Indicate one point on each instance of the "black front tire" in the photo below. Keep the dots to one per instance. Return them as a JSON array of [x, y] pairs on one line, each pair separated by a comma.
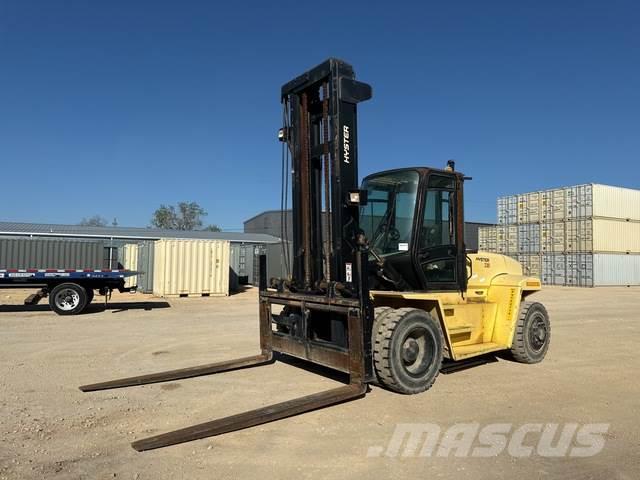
[[408, 349], [533, 333], [68, 299]]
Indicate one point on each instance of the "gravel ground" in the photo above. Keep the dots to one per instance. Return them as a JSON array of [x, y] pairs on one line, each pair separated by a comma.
[[49, 429]]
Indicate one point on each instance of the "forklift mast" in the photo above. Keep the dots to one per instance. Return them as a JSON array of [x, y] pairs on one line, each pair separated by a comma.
[[321, 132]]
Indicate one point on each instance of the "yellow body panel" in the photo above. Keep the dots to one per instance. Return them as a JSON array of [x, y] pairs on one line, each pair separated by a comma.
[[484, 318]]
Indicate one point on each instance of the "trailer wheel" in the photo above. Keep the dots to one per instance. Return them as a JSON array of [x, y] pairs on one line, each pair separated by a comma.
[[408, 350], [68, 299], [532, 335]]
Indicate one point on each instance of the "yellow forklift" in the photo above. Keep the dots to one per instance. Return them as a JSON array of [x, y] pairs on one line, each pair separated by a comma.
[[381, 286]]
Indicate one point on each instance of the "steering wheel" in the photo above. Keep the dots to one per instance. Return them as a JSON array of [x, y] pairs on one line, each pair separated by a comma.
[[394, 234]]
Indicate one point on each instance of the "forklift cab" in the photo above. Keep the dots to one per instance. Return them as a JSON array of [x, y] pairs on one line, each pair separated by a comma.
[[413, 221]]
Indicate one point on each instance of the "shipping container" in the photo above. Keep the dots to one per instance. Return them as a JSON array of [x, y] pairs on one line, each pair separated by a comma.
[[191, 268], [529, 238], [612, 269], [507, 239], [43, 253], [591, 269], [552, 205], [616, 202], [552, 237], [529, 207], [554, 269], [487, 239], [579, 202], [531, 265], [508, 210], [579, 270], [570, 203], [139, 257], [130, 262]]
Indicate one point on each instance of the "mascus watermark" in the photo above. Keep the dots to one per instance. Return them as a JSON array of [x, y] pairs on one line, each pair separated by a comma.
[[474, 440]]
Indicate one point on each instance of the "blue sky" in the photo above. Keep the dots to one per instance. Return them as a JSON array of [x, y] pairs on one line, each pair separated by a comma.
[[113, 108]]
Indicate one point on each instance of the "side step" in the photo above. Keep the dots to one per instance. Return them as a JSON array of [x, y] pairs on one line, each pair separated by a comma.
[[253, 417]]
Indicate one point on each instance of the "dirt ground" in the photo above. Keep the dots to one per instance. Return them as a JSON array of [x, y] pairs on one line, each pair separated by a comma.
[[49, 429]]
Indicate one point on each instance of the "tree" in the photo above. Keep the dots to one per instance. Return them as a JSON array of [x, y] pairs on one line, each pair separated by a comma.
[[184, 216], [95, 221]]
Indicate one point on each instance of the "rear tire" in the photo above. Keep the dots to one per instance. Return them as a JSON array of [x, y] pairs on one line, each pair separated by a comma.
[[407, 350], [533, 333], [68, 299]]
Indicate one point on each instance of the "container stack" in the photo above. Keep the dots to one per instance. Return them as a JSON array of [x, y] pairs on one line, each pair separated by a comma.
[[586, 235]]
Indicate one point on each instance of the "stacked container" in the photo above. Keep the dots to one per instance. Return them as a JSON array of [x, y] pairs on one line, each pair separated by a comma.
[[586, 235]]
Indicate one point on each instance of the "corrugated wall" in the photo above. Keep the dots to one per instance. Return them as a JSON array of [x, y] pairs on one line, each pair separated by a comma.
[[50, 253]]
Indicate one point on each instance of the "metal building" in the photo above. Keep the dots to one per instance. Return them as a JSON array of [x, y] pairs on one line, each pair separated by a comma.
[[114, 242]]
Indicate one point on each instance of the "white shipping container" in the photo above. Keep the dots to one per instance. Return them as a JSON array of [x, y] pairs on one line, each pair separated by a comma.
[[191, 267], [508, 210], [616, 270], [616, 202], [591, 269]]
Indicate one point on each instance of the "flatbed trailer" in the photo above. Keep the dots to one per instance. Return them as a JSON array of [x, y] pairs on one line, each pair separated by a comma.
[[69, 290]]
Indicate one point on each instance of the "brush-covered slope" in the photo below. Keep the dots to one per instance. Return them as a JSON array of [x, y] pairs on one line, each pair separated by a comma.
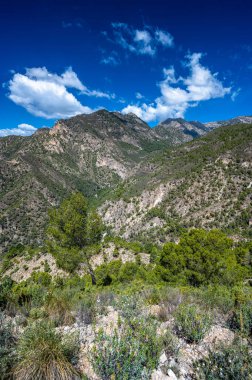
[[203, 183], [88, 153], [179, 130]]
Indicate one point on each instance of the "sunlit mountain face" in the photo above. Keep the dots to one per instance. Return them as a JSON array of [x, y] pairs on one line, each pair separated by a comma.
[[157, 60]]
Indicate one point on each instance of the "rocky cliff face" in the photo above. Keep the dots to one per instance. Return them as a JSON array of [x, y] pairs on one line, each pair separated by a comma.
[[203, 183], [94, 154], [88, 153]]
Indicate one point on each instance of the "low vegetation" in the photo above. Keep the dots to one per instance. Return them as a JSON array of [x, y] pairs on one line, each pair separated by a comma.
[[175, 299]]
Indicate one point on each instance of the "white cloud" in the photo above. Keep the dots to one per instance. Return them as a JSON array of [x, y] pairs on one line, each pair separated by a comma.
[[110, 60], [21, 130], [46, 94], [139, 95], [164, 38], [235, 94], [140, 42], [178, 94]]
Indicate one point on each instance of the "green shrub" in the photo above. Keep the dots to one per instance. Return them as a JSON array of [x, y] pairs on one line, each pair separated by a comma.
[[192, 323], [44, 354], [229, 363], [59, 305], [130, 353], [68, 259], [5, 290], [170, 344], [7, 349], [241, 319]]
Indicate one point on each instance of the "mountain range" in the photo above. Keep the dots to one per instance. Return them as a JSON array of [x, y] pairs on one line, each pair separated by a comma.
[[145, 180]]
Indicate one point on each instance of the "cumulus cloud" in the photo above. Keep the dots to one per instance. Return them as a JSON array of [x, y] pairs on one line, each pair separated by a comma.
[[164, 38], [139, 41], [110, 60], [46, 94], [178, 94], [21, 130], [235, 94]]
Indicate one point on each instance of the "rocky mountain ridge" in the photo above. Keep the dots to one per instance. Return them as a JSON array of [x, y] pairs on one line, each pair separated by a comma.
[[93, 154]]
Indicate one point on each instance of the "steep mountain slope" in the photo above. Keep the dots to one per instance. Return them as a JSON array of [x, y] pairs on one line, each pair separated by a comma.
[[203, 183], [86, 153], [96, 153], [179, 130]]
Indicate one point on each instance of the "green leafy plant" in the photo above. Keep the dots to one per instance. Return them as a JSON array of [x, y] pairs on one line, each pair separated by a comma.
[[130, 353], [44, 354], [192, 323], [230, 362]]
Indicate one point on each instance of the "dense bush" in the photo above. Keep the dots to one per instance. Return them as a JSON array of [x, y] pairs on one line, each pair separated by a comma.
[[241, 319], [7, 349], [132, 352], [192, 323], [201, 258]]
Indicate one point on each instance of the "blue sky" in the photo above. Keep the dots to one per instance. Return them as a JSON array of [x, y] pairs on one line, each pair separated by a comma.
[[159, 59]]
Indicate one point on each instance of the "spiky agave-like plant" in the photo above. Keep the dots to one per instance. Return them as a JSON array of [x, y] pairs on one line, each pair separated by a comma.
[[43, 354]]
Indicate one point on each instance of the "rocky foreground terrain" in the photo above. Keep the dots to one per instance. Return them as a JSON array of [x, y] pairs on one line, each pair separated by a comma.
[[142, 267]]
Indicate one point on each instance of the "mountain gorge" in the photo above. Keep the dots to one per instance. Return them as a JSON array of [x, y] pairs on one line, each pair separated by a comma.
[[108, 154]]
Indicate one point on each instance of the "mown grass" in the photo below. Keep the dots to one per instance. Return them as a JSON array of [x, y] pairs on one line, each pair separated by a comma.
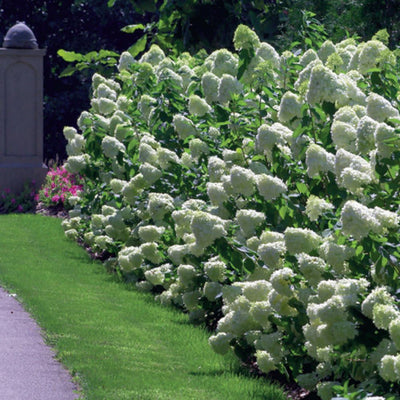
[[119, 343]]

== Task objective ==
Pick out each line of the data above that contains the string "tire". Case matters.

== Full answer ==
Indicate one point on each instance of the "black front tire" in the photo below. Keep the dots to one per instance. Return them as a JSON array of [x, y] pairs on one line, each pair separated by a comma.
Indicate one point on each instance of the "rear tire" in the photo above. Keep the dots to one per instance. Return them as a JSON array of [x, y] pairs on one line, each pair separated by a comma.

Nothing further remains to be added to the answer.